[Stored data]
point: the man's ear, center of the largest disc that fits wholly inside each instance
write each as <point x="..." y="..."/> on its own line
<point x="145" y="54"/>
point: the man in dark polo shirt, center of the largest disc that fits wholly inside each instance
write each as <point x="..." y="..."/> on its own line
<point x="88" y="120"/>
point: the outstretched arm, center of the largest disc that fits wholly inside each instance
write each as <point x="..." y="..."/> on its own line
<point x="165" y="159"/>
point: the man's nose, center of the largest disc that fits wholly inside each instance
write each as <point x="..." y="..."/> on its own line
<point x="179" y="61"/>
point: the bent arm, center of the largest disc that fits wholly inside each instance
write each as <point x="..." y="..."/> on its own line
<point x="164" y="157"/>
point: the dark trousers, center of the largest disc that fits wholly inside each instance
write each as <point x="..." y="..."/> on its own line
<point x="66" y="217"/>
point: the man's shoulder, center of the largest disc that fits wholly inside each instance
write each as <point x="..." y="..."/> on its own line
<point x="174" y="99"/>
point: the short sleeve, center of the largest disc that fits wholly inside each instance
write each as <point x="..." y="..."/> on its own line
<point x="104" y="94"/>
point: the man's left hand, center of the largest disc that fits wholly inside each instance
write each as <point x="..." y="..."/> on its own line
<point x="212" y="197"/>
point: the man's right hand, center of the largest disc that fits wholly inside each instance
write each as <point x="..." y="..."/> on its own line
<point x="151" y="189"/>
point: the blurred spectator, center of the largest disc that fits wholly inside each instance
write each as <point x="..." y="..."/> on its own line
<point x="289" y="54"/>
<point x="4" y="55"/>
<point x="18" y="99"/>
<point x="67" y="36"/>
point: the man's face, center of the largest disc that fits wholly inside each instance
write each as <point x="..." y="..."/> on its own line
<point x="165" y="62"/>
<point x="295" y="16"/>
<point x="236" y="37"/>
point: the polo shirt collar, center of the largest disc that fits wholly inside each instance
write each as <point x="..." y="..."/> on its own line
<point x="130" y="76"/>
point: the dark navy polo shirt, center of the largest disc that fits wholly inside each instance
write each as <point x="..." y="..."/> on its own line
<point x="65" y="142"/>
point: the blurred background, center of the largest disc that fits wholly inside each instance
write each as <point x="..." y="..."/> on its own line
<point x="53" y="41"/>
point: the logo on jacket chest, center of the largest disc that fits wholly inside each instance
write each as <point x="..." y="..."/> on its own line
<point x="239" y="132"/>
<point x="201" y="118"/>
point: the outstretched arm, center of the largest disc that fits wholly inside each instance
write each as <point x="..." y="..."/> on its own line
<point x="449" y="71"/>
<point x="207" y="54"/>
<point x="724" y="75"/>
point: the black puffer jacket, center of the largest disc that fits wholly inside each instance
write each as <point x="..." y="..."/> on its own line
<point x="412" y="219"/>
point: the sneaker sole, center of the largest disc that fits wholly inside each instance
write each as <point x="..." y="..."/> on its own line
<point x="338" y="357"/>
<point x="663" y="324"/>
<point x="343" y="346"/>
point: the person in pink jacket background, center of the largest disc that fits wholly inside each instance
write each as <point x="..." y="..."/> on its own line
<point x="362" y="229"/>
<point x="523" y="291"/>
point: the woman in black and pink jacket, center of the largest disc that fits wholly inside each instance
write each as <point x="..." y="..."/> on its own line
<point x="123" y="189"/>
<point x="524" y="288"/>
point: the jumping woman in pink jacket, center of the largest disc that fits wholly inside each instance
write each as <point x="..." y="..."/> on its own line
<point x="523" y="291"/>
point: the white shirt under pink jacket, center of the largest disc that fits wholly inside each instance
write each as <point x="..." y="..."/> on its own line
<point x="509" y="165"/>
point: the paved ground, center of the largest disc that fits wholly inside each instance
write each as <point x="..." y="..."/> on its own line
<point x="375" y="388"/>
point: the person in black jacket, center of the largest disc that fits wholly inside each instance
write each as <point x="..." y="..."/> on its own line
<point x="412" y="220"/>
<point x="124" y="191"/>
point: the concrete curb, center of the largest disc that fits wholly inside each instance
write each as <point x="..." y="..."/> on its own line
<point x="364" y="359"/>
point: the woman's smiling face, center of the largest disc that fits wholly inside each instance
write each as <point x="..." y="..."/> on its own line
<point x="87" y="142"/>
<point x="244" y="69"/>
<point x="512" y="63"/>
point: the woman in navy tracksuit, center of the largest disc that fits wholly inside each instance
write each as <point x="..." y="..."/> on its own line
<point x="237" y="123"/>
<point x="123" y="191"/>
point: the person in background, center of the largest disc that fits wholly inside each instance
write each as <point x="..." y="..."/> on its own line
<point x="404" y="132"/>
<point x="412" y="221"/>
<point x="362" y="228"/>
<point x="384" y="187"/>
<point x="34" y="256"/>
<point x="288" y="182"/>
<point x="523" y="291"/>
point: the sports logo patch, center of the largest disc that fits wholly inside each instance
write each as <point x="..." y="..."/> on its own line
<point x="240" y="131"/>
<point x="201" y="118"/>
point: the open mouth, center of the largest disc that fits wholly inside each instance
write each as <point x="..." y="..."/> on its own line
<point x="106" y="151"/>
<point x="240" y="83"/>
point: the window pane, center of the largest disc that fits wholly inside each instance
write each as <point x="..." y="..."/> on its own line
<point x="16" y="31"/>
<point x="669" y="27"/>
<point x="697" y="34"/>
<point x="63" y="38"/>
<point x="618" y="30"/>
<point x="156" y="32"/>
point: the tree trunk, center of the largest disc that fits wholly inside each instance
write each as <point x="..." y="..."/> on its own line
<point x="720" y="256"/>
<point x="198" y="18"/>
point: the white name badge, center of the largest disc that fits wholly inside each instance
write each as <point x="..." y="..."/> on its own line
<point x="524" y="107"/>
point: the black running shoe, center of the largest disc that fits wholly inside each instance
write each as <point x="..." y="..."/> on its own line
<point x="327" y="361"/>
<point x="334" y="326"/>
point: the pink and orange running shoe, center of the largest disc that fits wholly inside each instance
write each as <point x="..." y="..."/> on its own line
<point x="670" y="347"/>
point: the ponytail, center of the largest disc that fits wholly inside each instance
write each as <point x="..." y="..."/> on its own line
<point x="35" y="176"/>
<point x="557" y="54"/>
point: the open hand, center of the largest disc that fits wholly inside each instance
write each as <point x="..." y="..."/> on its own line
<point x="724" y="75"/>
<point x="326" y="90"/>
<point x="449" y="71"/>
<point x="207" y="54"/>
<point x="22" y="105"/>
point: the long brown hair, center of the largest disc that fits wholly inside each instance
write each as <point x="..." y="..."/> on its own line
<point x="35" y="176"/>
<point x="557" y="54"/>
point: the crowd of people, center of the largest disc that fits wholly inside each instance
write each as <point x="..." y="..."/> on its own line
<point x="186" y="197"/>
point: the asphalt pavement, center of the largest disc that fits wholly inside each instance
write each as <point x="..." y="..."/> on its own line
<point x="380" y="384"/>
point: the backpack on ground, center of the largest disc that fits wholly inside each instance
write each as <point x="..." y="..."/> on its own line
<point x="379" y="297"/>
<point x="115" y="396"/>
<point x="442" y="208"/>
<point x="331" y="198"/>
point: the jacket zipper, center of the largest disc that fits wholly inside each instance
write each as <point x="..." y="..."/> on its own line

Work to be completed
Search the entries above for the word "shoe", and copy every line where it occurs.

Result
point: the black running shoe, center of the largest disc that fits wholly inside each instance
point: the pink and orange running shoe, center of the largest disc that fits wholly inside each instance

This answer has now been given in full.